— start Data shown —

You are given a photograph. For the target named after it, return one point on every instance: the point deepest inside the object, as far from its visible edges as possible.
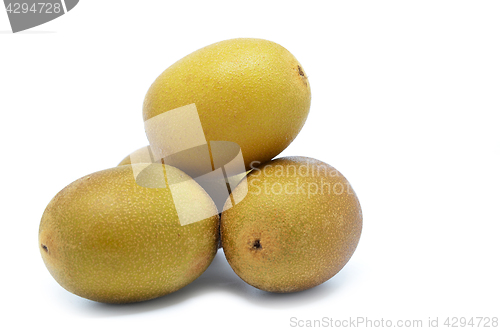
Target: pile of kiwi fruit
(290, 224)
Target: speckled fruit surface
(107, 239)
(297, 226)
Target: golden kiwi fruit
(252, 92)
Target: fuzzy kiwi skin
(291, 240)
(107, 239)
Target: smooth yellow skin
(107, 239)
(283, 237)
(252, 92)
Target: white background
(405, 103)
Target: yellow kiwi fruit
(252, 92)
(295, 228)
(115, 236)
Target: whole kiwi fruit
(106, 238)
(249, 91)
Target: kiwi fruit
(295, 228)
(116, 236)
(252, 92)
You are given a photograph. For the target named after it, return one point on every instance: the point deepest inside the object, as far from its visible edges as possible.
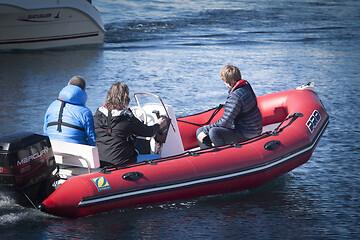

— end Data shown —

**Work to be completed**
In all the entries above, switch every occurrence of "kiwi fruit" to "kiwifruit" and change nothing else. Leave the pictures out of your answer.

**Output for this exercise**
You are given a photograph. For the target named after it, return one point on every instance: the point deepest inside the object, as far from its visible edges as possible.
Target: pile of kiwifruit
(290, 224)
Target: speckled fruit surface
(107, 239)
(297, 226)
Target: golden kiwifruit
(252, 92)
Target: fuzzy kiwi skin
(291, 240)
(107, 239)
Target: smooth yellow skin
(107, 239)
(283, 237)
(252, 92)
Target: white background
(405, 103)
Target: yellow kiwifruit
(252, 92)
(295, 228)
(115, 236)
Target: whole kiwifruit
(106, 238)
(249, 91)
Target: kiwifruit
(295, 228)
(116, 236)
(252, 92)
You are given a photograph. For the target named after it, return one point on every instance: the point deepest inside the object, as far from its visible edges as possible.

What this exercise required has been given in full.